Problem details:
Retype all of the data word for word, without pictures.

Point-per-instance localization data
Start of Block

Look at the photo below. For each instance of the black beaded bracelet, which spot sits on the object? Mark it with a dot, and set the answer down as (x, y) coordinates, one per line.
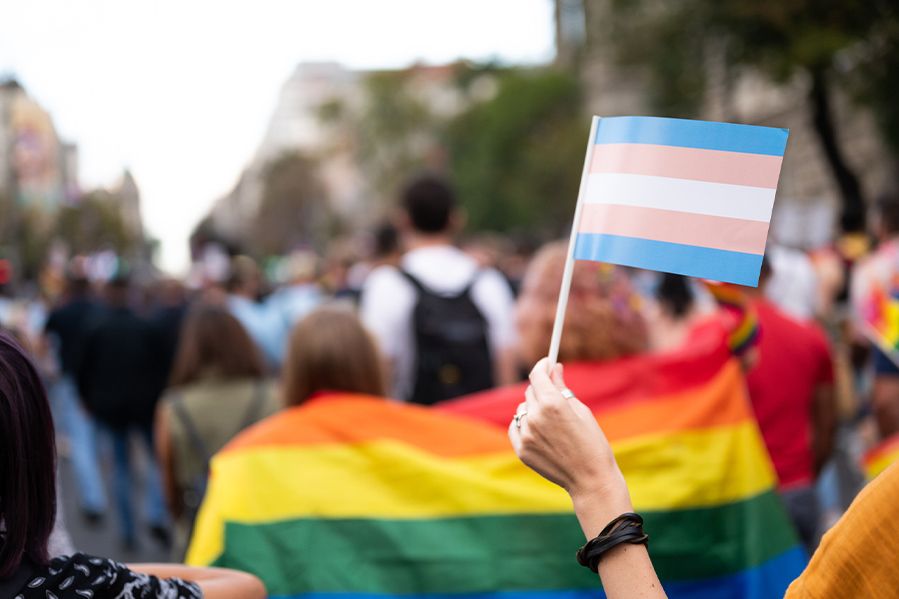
(626, 528)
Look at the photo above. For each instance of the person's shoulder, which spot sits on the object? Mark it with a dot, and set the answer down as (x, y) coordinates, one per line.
(493, 284)
(383, 275)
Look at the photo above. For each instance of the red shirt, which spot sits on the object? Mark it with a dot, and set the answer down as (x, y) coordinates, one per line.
(793, 360)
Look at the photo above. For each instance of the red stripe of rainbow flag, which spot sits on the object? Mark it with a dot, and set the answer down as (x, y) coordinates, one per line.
(682, 196)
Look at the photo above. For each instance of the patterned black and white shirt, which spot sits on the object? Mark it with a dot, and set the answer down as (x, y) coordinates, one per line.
(81, 576)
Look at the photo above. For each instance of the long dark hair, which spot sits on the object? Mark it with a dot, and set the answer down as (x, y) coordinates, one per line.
(27, 460)
(212, 340)
(675, 295)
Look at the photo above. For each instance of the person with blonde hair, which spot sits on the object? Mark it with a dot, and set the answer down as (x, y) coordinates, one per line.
(603, 320)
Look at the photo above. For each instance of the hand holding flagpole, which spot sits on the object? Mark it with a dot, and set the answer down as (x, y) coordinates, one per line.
(672, 195)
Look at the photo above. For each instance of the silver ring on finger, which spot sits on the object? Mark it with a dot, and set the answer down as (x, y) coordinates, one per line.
(518, 418)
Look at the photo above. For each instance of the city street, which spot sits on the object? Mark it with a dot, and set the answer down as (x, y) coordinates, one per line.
(102, 538)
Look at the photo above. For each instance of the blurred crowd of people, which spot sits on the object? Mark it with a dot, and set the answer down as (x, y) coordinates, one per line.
(181, 369)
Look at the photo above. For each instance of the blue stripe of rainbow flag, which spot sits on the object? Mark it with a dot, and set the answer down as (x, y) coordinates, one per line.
(705, 135)
(767, 580)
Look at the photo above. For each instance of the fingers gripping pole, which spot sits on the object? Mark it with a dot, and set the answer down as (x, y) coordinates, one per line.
(569, 260)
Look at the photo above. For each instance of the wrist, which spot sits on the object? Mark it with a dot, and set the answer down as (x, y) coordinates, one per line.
(597, 505)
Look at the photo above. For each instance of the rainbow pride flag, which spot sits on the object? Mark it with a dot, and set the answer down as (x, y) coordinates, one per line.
(881, 316)
(881, 456)
(680, 196)
(685, 437)
(355, 497)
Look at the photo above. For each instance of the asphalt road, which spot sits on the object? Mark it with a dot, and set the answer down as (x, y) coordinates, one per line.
(104, 538)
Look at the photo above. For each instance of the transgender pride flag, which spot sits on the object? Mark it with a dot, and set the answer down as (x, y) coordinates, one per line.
(687, 197)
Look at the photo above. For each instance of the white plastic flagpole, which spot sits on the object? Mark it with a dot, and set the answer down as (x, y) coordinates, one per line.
(569, 261)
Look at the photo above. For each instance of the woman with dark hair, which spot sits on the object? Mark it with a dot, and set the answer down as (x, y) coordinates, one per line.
(28, 511)
(217, 390)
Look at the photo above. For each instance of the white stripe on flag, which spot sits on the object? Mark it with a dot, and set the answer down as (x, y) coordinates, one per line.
(683, 195)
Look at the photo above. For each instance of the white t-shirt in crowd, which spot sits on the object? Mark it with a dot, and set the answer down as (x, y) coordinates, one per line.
(388, 300)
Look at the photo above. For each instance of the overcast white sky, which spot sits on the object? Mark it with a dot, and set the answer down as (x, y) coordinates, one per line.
(180, 91)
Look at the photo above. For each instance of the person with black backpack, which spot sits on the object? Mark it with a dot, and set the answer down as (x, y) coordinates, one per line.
(444, 324)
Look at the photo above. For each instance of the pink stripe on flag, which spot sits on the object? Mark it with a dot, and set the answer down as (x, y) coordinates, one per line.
(715, 166)
(717, 232)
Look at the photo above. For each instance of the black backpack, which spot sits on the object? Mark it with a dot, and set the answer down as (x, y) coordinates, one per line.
(452, 353)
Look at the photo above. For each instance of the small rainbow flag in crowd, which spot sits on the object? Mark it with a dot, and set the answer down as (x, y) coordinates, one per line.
(881, 315)
(685, 437)
(680, 196)
(881, 456)
(354, 497)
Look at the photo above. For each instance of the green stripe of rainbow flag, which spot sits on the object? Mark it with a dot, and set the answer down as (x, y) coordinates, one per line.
(361, 498)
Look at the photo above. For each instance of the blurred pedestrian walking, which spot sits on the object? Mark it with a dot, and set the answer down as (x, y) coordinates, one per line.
(791, 387)
(265, 325)
(444, 324)
(117, 378)
(29, 568)
(66, 329)
(218, 388)
(879, 273)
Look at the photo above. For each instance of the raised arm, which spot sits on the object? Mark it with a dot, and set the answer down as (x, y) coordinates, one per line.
(216, 583)
(558, 437)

End of Block

Written answer:
Look at the photo below. For each instance of the black beaded bracelet, which spot sits on the object? Mark it with a dot, and set the answer down as (x, y) coordinates, one per line.
(626, 528)
Look at the photo above. For each instance of the person's shoulder, which spot sits on the object? Mark it with a dot, and set the answer down as (x, y) coordinates, one per line.
(493, 284)
(383, 275)
Look at the photo above. For each instance of the red shirt, which spot sits on the object? Mark it with a dot, and set the answer down as (x, y) coordinates, one per line.
(793, 360)
Look at the photo above. For each instance of the red stripe of rainbow flag, which spot sits on the object? Mark it with a dot, and set the answer down as (x, y) coordinates, one per line.
(682, 196)
Look at the photo above. For each instance of the patterned black and white shirt, which spot sits on the object? Mark it with a dot, and set the answer down as (x, y) coordinates, one per line.
(81, 576)
Look at the photo above. For each instance of the long dark hair, which spot sits on the object? Mark it with a dot, and set the answer down as (x, y) coordinates, one per line.
(27, 460)
(212, 340)
(675, 295)
Look at the photo above. For each instance of the person with blonde hair, which spot sits on the object? Mark it with a dot, and set the answer down as (x, y) coordinates, one per line.
(603, 320)
Look at the photo above. For each instance of the hand holding flagpole, which spot sits on the object? Mark it with a dot, and set the answer down as (x, y) coordinates, one per line.
(672, 195)
Look at the photo above. For each instance of the silver ring on finger, which spot sits on the object? Mark it with a dot, and set the answer down as (x, y) coordinates, one per line.
(518, 418)
Look at the photo above. For each instance of the city street, which spot sits on the object? Mark it with a dot, and set the answer down as (x, y) coordinates, one per line.
(102, 538)
Look at the photo above. For each instance of the blurred crowd of people, which spot sits on the object? Mark it with a dot, and set the answer down as (x, y) coordinates, one per line.
(181, 369)
Look at the photo above. For each instance of the blue stripe of rainbow flag, which spot sits on the object? Mark it with a dot, and set the answer down as (x, y) coordinates, one per line.
(705, 135)
(767, 580)
Look at the photo above. For each instance of the fingers gripping pole, which spot sits on the object? Mark it with a dot, and set the answer down as (x, y) coordinates, one per line.
(569, 260)
Look at the photo above. For each instance of the wrist, which spot sits on the object? Mark it with a dot, and set the answer down as (x, y) coordinates, one per line.
(597, 505)
Look at the photo above. For each instance of the rainbow pride flag, which spot sits on the object? Mark it with a dot, and set the answer down as (x, y) coordinates, one per line.
(881, 316)
(881, 456)
(680, 196)
(685, 437)
(355, 497)
Look at the photo above. For each instance of the asphalt road, which spot sits on the object? Mark it with a dot, and set the answer down as (x, y) coordinates, one per line.
(104, 538)
Look at the photo above. For each instance of the transgender pride flag, which spot sits on the object? Mark it with a dot, and set the answer down as (x, y) coordinates, one per line.
(687, 197)
Look at the photo above. For each instance of the white plastic flagpole, which spot sits on the object? Mark it with a dot, and set the answer down as (x, y) coordinates, one per line.
(569, 261)
Look at the photo above. For each instance of the woman with dark hair, which spot sits on the object? Mark it with a dot, and set the answer down as (x, y) coordinates, one per line.
(28, 511)
(217, 390)
Look at the photo above. For each instance of the white stripe on flag, which spot sits on the object? Mark it with a dot, and set the answer down as (x, y) coordinates, one per line.
(683, 195)
Look at the photo above. For each instance of the white t-shirt in crowd, which spot sits on the object? Mark it with a dot, and set the answer down as (x, y) coordinates, one per line.
(388, 300)
Look at the photo above. For each instance of the overcast white sky, which spot sits on the object? Mark it with a dot, and set the answer down as (x, y) coordinates, one per line.
(180, 91)
Look at the photo above. For each instance of the person with black backpack, which spot sits on the object? Mark it with a dot, and set the answer down as (x, y) coordinates, one per line.
(444, 324)
Look at the photo above. For each instance of the pink stripe on flag, which spot sits on the object? Mark it with a dot, and set the answer down as (x, y) coordinates, one per line.
(715, 166)
(717, 232)
Look at the photo above. For each instance of the black backpack, which spot sits on the object? Mark it with a dot, and set the answer down as (x, y) coordinates, one per line.
(452, 353)
Look at the photo above. For each instance of the small rainbow flag in crowd, which spot sits on the object? Mark it with a dot, and set the answer down as (x, y) coordinates, one per line.
(881, 315)
(685, 437)
(680, 196)
(881, 456)
(354, 497)
Look at the photo above. For each instance of the green stripe of rainbow flag, which spot sits on the object? Mark it with a dot, and set the answer down as (x, y) coordinates, one per line.
(361, 498)
Look at the photo above. For each instance of the blurred pedestrian walking, which spot sits on the object? Mark it with a dot, and set the answer down as (x, y) coordinates, one per line.
(791, 387)
(265, 325)
(444, 324)
(117, 378)
(29, 568)
(66, 329)
(218, 388)
(879, 273)
Look at the photo above. For each instance of the raised arm, which spot sits on the object? Mark it with a dot, and set the answer down as (x, y) coordinates, one per line.
(216, 583)
(558, 437)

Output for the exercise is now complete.